___ Supplied entries ___
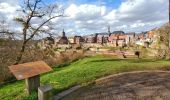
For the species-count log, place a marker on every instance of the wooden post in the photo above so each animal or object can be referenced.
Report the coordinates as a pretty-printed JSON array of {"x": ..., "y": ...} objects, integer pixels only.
[
  {"x": 32, "y": 84},
  {"x": 169, "y": 11}
]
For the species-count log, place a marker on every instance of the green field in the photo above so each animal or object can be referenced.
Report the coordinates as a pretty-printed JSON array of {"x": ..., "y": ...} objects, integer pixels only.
[{"x": 82, "y": 72}]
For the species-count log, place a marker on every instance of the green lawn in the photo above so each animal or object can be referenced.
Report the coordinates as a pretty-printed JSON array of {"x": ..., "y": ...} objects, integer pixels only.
[{"x": 82, "y": 72}]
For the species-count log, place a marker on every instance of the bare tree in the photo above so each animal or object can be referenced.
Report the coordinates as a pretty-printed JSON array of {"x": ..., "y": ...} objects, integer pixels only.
[{"x": 34, "y": 10}]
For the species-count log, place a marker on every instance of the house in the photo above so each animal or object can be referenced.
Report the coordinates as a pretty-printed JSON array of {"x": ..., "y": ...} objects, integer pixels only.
[
  {"x": 130, "y": 38},
  {"x": 102, "y": 38},
  {"x": 71, "y": 40},
  {"x": 47, "y": 42},
  {"x": 63, "y": 39},
  {"x": 78, "y": 39},
  {"x": 91, "y": 38},
  {"x": 117, "y": 38}
]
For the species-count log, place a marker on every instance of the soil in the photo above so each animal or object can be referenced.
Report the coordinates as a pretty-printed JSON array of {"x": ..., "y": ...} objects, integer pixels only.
[{"x": 144, "y": 85}]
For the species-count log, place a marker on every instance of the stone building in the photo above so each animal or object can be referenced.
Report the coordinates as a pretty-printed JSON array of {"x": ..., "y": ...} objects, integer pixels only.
[
  {"x": 117, "y": 38},
  {"x": 63, "y": 39},
  {"x": 91, "y": 38},
  {"x": 78, "y": 39},
  {"x": 102, "y": 38}
]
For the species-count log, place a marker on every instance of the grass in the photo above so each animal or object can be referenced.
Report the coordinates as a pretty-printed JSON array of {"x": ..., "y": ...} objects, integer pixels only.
[{"x": 82, "y": 72}]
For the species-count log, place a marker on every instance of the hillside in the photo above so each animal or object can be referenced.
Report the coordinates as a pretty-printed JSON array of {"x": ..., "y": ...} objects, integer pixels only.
[{"x": 82, "y": 72}]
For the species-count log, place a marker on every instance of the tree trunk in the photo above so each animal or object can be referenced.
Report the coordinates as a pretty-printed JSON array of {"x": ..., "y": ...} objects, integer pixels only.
[{"x": 19, "y": 57}]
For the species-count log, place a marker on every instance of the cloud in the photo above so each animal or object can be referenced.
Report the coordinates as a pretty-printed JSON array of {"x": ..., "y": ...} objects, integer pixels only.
[{"x": 86, "y": 18}]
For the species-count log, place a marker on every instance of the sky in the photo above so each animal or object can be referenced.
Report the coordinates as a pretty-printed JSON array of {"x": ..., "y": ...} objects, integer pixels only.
[{"x": 93, "y": 16}]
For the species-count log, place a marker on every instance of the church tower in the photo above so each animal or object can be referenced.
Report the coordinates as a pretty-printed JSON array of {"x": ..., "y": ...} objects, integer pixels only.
[
  {"x": 63, "y": 34},
  {"x": 109, "y": 29}
]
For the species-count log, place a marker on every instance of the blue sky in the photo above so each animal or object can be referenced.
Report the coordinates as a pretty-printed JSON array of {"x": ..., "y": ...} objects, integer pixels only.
[
  {"x": 109, "y": 3},
  {"x": 91, "y": 16}
]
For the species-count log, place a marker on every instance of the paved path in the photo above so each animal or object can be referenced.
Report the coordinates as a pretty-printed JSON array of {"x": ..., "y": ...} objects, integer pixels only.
[{"x": 127, "y": 86}]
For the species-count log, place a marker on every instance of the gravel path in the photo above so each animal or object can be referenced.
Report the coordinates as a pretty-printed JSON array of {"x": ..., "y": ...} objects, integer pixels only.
[{"x": 127, "y": 86}]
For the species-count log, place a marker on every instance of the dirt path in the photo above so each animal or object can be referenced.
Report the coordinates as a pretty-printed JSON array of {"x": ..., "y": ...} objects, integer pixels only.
[{"x": 127, "y": 86}]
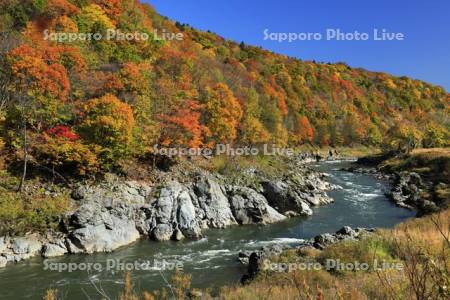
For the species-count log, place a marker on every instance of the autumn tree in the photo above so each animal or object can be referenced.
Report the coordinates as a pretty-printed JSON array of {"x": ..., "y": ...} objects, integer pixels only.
[
  {"x": 252, "y": 130},
  {"x": 108, "y": 122},
  {"x": 304, "y": 132},
  {"x": 223, "y": 113},
  {"x": 183, "y": 127}
]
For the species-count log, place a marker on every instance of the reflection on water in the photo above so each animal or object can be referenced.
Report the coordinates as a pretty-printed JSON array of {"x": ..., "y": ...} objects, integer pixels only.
[{"x": 211, "y": 260}]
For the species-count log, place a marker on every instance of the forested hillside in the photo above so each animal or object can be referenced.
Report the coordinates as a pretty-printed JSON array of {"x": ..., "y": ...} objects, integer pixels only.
[{"x": 87, "y": 104}]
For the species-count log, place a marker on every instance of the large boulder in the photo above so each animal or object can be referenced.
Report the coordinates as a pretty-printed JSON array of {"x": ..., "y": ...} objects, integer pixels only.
[
  {"x": 99, "y": 229},
  {"x": 54, "y": 250},
  {"x": 162, "y": 232},
  {"x": 186, "y": 217},
  {"x": 213, "y": 202},
  {"x": 284, "y": 199},
  {"x": 250, "y": 207}
]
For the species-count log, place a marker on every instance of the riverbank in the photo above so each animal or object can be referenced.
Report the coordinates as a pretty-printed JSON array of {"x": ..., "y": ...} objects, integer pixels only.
[
  {"x": 420, "y": 179},
  {"x": 180, "y": 203}
]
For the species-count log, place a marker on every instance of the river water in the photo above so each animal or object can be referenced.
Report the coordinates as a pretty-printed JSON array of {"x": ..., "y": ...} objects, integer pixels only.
[{"x": 212, "y": 260}]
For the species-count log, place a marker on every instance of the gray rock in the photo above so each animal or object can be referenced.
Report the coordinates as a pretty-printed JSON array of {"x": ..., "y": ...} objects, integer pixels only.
[
  {"x": 250, "y": 207},
  {"x": 213, "y": 202},
  {"x": 27, "y": 246},
  {"x": 54, "y": 250},
  {"x": 186, "y": 217},
  {"x": 284, "y": 199},
  {"x": 105, "y": 232},
  {"x": 162, "y": 232},
  {"x": 347, "y": 230},
  {"x": 178, "y": 236}
]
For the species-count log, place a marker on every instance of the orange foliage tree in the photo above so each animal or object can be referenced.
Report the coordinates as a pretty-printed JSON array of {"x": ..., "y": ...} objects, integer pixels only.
[
  {"x": 109, "y": 123},
  {"x": 304, "y": 131},
  {"x": 183, "y": 127},
  {"x": 223, "y": 112}
]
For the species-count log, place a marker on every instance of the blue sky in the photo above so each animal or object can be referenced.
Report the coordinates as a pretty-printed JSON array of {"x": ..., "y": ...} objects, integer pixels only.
[{"x": 423, "y": 54}]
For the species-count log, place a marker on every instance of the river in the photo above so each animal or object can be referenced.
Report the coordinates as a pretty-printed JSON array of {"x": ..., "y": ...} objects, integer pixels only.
[{"x": 212, "y": 260}]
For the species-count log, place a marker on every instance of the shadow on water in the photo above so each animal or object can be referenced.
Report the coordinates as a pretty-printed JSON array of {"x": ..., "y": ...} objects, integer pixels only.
[{"x": 212, "y": 260}]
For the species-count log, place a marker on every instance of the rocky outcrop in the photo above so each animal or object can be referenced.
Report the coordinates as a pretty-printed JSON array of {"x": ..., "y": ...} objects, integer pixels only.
[
  {"x": 116, "y": 213},
  {"x": 18, "y": 249},
  {"x": 250, "y": 207},
  {"x": 407, "y": 192},
  {"x": 255, "y": 259}
]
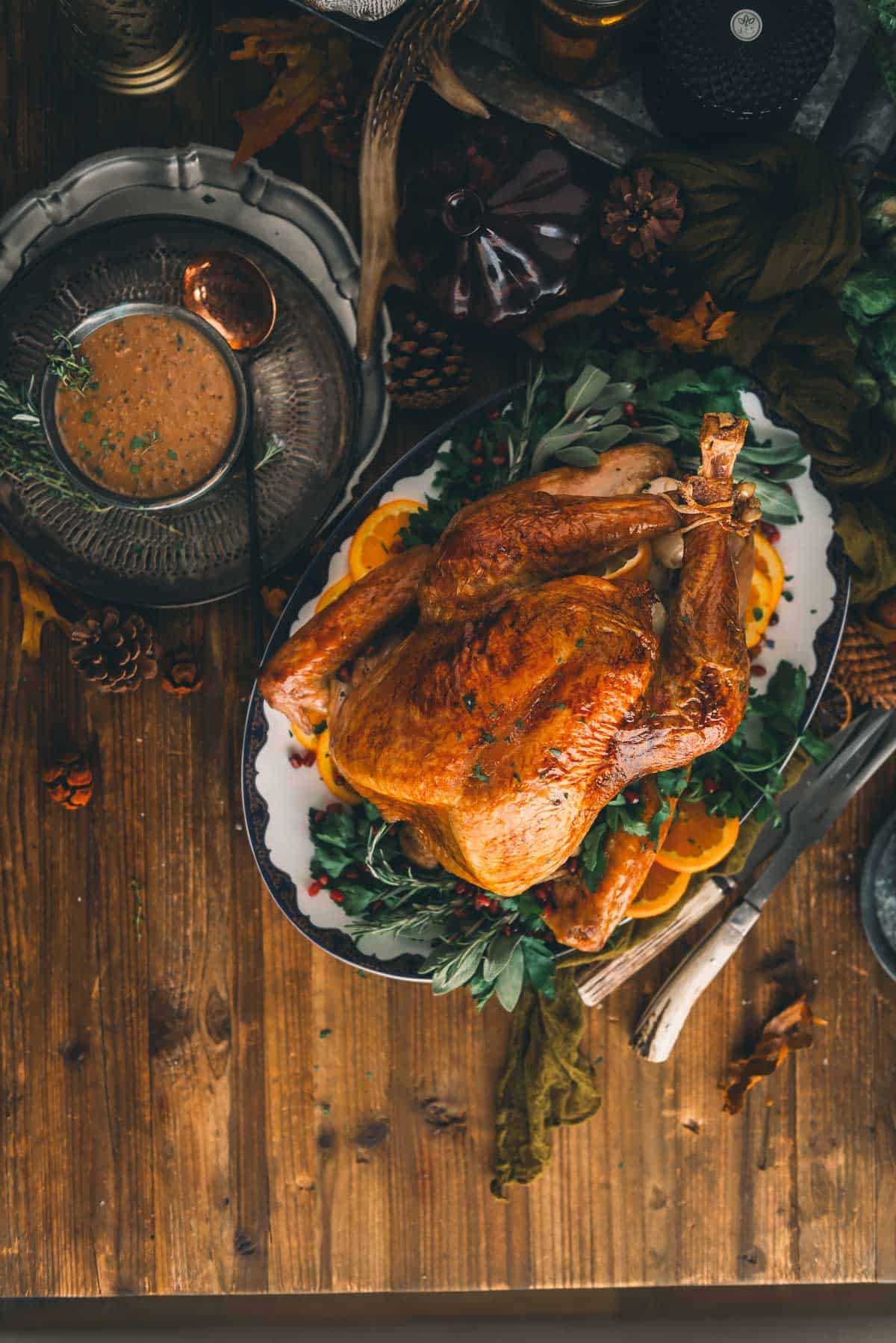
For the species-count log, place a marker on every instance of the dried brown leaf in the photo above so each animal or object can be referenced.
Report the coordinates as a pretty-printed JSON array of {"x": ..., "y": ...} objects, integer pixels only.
___
Repeat exactly the lines above, from the line containing "of the orange" through the last line of the records, inclusive; omit any pictures.

For the species-count log, place a marker on every instance of the orange foliage tree in the photo above so each animal or object can be referenced.
Report the coordinates as a pretty-printed JSON array of {"x": ..., "y": ...} objects, integer pixels only.
[
  {"x": 109, "y": 123},
  {"x": 304, "y": 131},
  {"x": 183, "y": 127},
  {"x": 223, "y": 112}
]
For the species-count log, place a marker on every instance of the blue sky in the photo above so each animal or object can be referenced.
Report the coordinates as a pretty-printed JSON array of {"x": ..., "y": ...} objects, integer pixels only.
[{"x": 423, "y": 54}]
For the species-count log, place a marker on every instance of the river in the photo above so each animal or object can be referenced.
Report the coordinates as a pretty-printed JSON array of {"x": ..., "y": ...} objects, integer pixels only.
[{"x": 212, "y": 260}]
For the species-count log, place a marker on every instance of the shadow on water in the photo above so each animal or object can be referenced.
Report the coordinates as a pretty-printed JSON array of {"x": ..., "y": ...} objects, integer pixels only.
[{"x": 212, "y": 260}]
For the species-count log, place a marker on every instance of the rocky outcrop in the photo above so each animal or object can be referenced.
Report the coordinates as a pretty-printed JSON array of {"x": ..., "y": ...} objects, integer pixels only.
[
  {"x": 116, "y": 213},
  {"x": 18, "y": 249},
  {"x": 250, "y": 207},
  {"x": 407, "y": 192},
  {"x": 255, "y": 259}
]
For the species-count log, place a marker on every instance of the dried brown leaf in the photo above so each animal or object can be referenced.
Report the coordinates as a pretty-printed JSON array of {"x": ..., "y": ...} objects, integer pixels only.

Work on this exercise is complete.